>> begin QUOTED PASSAGE

Today we will talk about two popular dogs in the toy group. But do not let their size fool you. Despite being some of the smaller dog breeds in the world, both are true terriers, feisty and brave. What they lack in size they make up in personality. But which one to choose? Well, when it comes to the Silky Terrier versus Yorkie debate, we have to say they are cousins with different histories.

They are both affectionate little dog breeds that have perfectly silky coats. They are similar to the point owners of Australian Silky Terriers are thrilled when someone recognizes their breed. And Yorkshire terrier owners also know there is confusion between the two breeds.

It is difficult even for experts and experienced breeders to tell them apart. We will try to explain their physical differences and similarities, helping you come up with a decision on which one to get.

Breed History

First, let’s start with the history of these two breeds. Their history will help you understand personality traits better. Fun fact: their history is quite similar but in different parts of the world.

First, the Australian Silky terrier dog, one that was created in Sydney, Australia, in the early 20th century. Its history is not as clear-cut compared to other purebred dogs. Depending on who is telling the story, it might vary. But the most common theory is that the Silky terrier is the offspring of the Yorkshire terrier dog and Australian Terrier.

You have to remember, Yorkies come from Britain. Why people in Australia wanted a Silky terrier? Well, because the original Australian terrier has a rougher coat. Probably people were drawn by the silky coat of the Yorkie and wanted their own version. With that in mind, this puppy is more popular in Australia than in the United States of America.

>> end QUOTED PASSAGE
>> begin PROVIDED DATA

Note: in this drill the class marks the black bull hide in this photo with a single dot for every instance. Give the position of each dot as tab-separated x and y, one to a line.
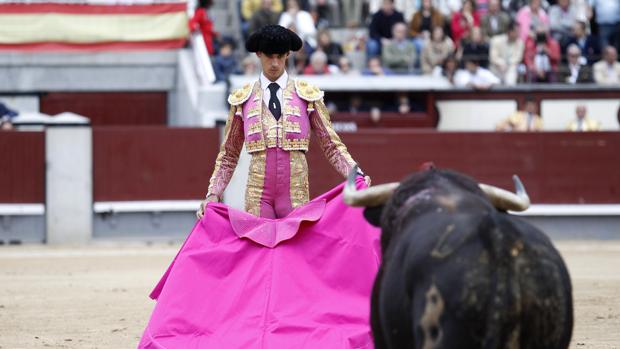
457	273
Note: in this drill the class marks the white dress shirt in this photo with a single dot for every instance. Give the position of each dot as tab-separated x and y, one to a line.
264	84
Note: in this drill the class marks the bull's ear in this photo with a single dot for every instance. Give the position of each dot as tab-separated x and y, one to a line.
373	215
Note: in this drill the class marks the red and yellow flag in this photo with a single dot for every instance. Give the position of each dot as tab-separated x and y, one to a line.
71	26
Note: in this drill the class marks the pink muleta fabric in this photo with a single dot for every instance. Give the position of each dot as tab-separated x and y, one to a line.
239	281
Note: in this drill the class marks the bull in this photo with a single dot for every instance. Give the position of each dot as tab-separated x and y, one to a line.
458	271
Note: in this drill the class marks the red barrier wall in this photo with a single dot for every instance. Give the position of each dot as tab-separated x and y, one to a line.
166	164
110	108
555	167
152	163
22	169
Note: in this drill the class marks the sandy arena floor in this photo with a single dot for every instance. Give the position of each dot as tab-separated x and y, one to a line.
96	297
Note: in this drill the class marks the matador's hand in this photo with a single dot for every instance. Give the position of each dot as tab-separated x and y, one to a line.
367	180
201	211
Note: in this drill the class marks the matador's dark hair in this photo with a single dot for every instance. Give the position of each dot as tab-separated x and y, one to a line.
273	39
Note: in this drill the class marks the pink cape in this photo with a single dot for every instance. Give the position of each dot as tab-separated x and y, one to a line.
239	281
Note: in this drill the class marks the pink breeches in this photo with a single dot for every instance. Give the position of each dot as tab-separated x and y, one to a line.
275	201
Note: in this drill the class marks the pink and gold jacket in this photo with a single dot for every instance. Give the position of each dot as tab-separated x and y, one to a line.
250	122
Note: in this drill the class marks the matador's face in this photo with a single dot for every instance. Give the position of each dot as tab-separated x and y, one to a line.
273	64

>> end PROVIDED DATA

WHAT YOU ARE ASKED TO DO:
How would you sum up the text above about Silky Terriers and Yorkies in two sentences?

IN RESPONSE:
The Silky Terrier and the Yorkshire terrier are small, feisty toy-group terriers with silky coats, so alike that even experts and experienced breeders find them hard to tell apart. The Silky Terrier was created in Sydney, Australia, in the early 20th century and is most commonly thought to descend from the British-born Yorkie and the rougher-coated Australian Terrier, probably because people wanted their own version of the Yorkie's silky coat.